:: DATA ROWS ::

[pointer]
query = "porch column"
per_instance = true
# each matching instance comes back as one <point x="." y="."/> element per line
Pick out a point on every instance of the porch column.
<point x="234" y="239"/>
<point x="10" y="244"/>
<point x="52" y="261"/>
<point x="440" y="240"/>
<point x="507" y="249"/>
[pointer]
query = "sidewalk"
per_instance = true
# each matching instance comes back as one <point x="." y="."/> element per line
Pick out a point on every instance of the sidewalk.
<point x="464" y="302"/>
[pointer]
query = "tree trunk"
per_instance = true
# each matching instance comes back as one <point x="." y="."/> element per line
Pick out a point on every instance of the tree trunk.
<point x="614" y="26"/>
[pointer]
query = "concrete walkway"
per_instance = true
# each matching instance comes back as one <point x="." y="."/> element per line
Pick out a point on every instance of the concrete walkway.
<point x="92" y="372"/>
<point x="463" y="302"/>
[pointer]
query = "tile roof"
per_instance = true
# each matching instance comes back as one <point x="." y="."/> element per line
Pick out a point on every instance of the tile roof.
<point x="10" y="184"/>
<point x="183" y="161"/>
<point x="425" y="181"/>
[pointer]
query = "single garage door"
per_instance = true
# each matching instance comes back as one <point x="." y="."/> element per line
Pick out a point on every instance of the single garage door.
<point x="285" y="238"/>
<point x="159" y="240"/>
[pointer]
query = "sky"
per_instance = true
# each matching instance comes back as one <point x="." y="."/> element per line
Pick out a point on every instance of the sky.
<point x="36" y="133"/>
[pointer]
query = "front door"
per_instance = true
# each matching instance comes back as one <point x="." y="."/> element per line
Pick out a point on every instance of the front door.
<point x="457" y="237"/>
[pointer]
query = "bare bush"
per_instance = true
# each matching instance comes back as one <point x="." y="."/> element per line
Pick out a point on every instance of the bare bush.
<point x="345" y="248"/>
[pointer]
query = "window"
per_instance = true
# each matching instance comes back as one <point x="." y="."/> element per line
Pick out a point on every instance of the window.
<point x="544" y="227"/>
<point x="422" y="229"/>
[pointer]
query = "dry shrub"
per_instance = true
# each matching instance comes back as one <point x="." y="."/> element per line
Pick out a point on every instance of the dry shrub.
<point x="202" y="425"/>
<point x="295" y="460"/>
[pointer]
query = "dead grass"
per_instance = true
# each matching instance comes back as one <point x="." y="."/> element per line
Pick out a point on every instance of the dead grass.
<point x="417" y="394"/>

:::

STATED PROBLEM => Print the whole listing exactly as it is.

RESPONSE =>
[pointer]
query = "porch column"
per_instance = true
# each matching instance comes back as one <point x="." y="."/> element per line
Pick out a point on every instance of the porch column.
<point x="234" y="239"/>
<point x="10" y="244"/>
<point x="52" y="261"/>
<point x="440" y="240"/>
<point x="507" y="249"/>
[pointer]
query = "sidewalk"
per_instance = true
# each matching instance comes back as one <point x="." y="."/> element per line
Pick out a point on every instance of the sidewalk.
<point x="464" y="302"/>
[pointer]
query = "tree trunk"
per_instance = true
# each matching instance comes back as one <point x="." y="."/> element per line
Pick out a point on every instance of the tree trunk.
<point x="614" y="26"/>
[pointer]
query = "concrete walkway"
per_instance = true
# each matching instance comes back as one <point x="." y="."/> element per line
Pick out a point on every instance of the concrete walkway.
<point x="92" y="372"/>
<point x="463" y="302"/>
[pointer]
query = "tile roof"
per_instance = true
# each matching instance comes back as one <point x="." y="."/> element per line
Pick out a point on every instance of the tile roof.
<point x="10" y="184"/>
<point x="183" y="161"/>
<point x="425" y="181"/>
[pointer]
query = "single garage door"
per_instance = true
# each matching instance comes back as one <point x="." y="."/> element per line
Pick out a point on every instance of the single garage door.
<point x="285" y="238"/>
<point x="159" y="240"/>
[pointer]
query = "sky"
per_instance = true
# each matching instance comes back as one <point x="." y="."/> element per line
Pick out a point on every instance of the sky.
<point x="36" y="133"/>
[pointer]
query = "front door"
per_instance = true
# each matching instance comes back as one <point x="." y="."/> element per line
Pick out a point on every instance of the front door.
<point x="457" y="237"/>
[pointer]
query = "bare bush"
per_instance = true
# each matching instance comes back as one <point x="." y="."/> element per line
Pick out a point on every instance of the bare bush.
<point x="345" y="248"/>
[pointer]
query = "window"
per_instance = true
# each matching instance comes back as one <point x="." y="."/> element per line
Pick out a point on every instance of the window.
<point x="544" y="227"/>
<point x="422" y="229"/>
[pointer]
query = "dry shrub"
per_instance = true
# each matching instance comes back as one <point x="." y="."/> element per line
Pick out a point on every instance of the dry shrub.
<point x="202" y="425"/>
<point x="295" y="460"/>
[pointer]
query = "dead grass"
per_instance = true
# each matching instance comes back as one <point x="." y="."/> element per line
Pick out a point on every instance of the dead grass.
<point x="417" y="394"/>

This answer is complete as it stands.